(Point-per-instance localization data)
═══
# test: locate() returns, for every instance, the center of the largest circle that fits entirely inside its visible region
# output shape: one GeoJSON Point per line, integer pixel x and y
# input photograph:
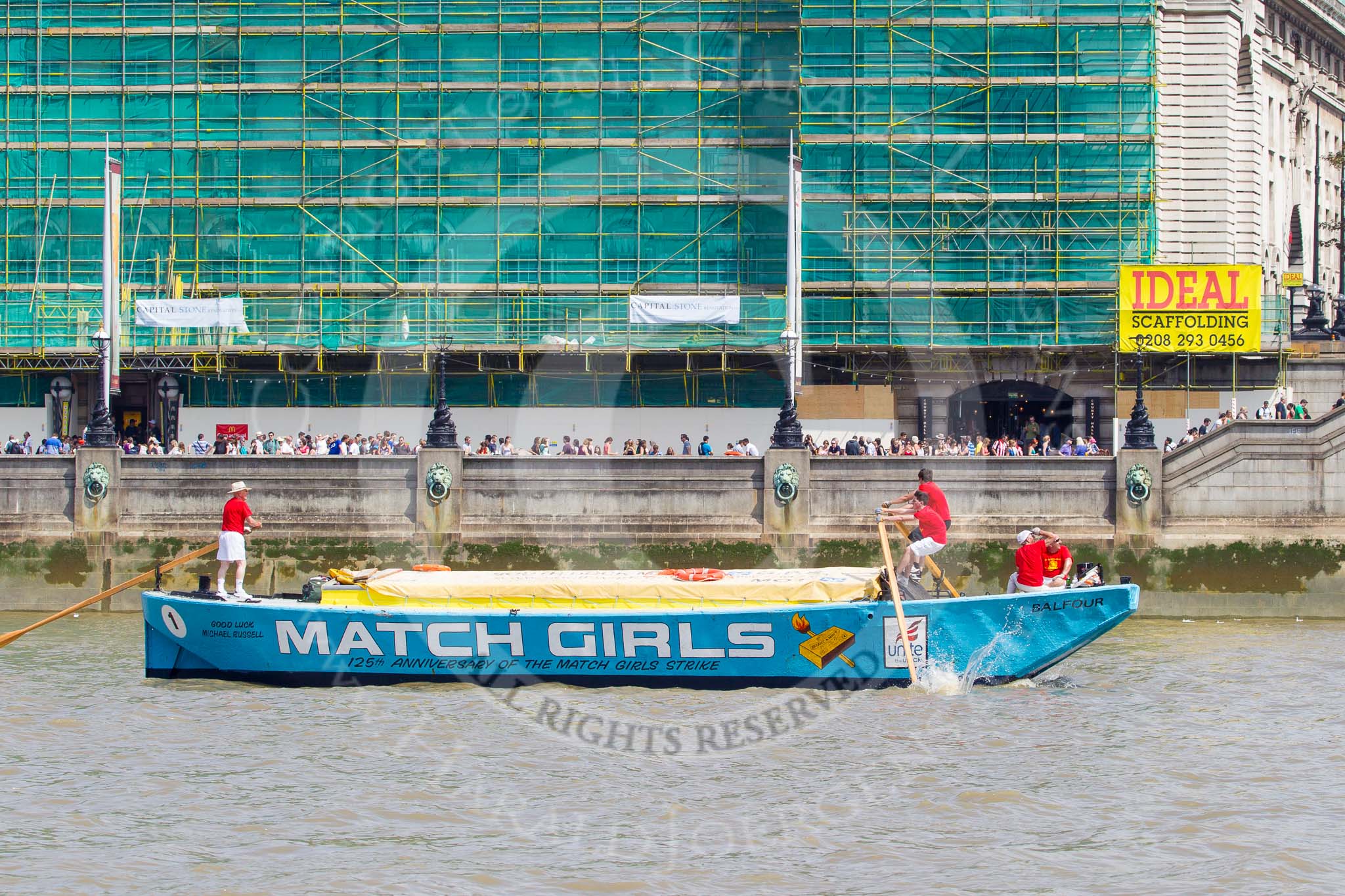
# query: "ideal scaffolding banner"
{"type": "Point", "coordinates": [1189, 308]}
{"type": "Point", "coordinates": [685, 309]}
{"type": "Point", "coordinates": [165, 313]}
═══
Produce an exact copy of only those lines that run from the line with "# output shape: one" to the final line of the records, including both; exclude images.

= EXPECTED ANSWER =
# output shape: one GeoJSON Point per line, integer pixel x and y
# input photograph:
# query: "ideal scaffolding banner"
{"type": "Point", "coordinates": [1189, 308]}
{"type": "Point", "coordinates": [685, 309]}
{"type": "Point", "coordinates": [165, 313]}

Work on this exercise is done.